### WHAT YOU SHOULD DO
Print the records below exactly, with no pictures.

### DATA EXTRACT
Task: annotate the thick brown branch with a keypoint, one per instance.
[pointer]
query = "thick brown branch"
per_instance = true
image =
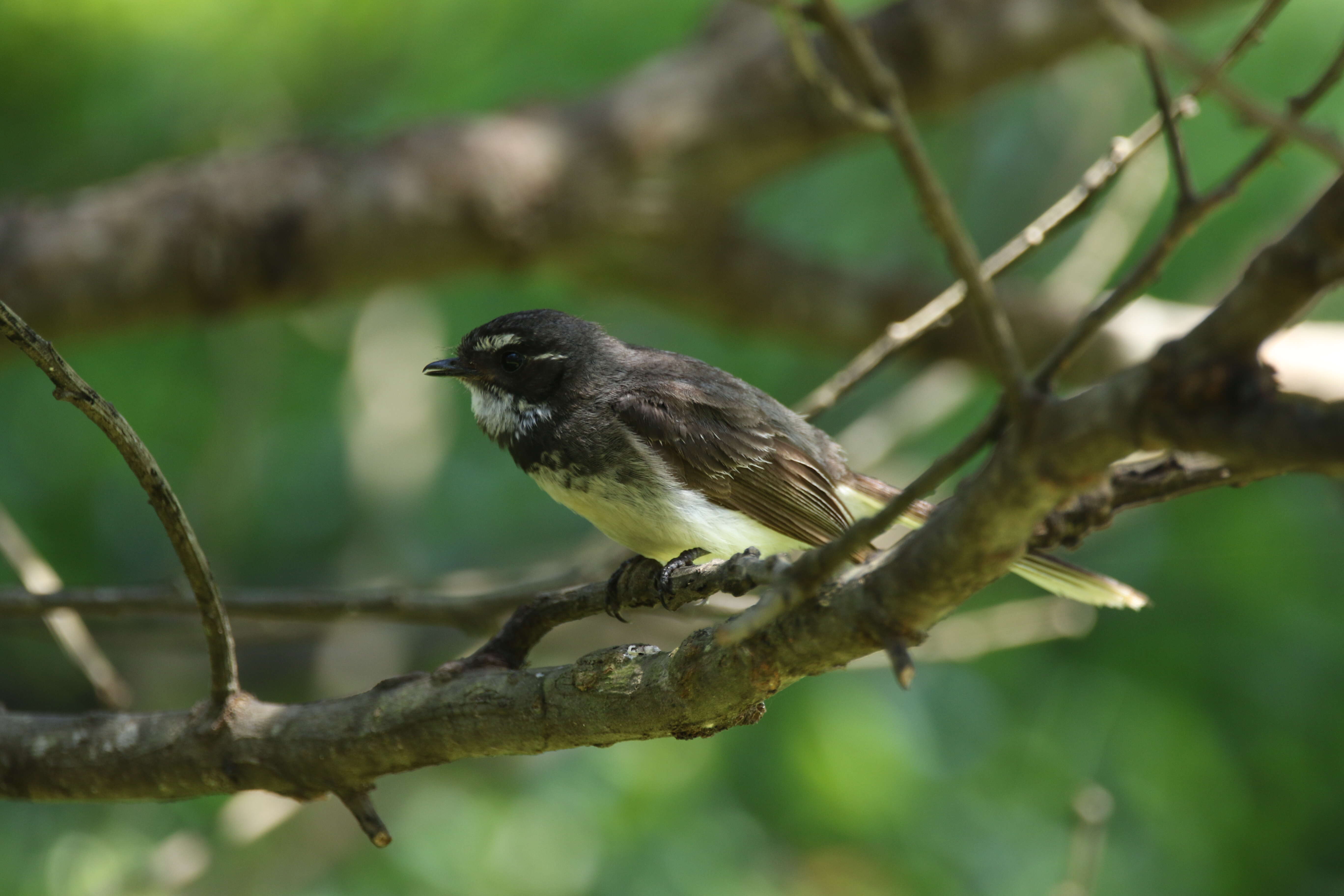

### OUTPUT OF THE TASK
Task: annotate the thick brown branch with a keypoint, one per instance.
[pointer]
query = "thick brown branch"
per_instance = true
image =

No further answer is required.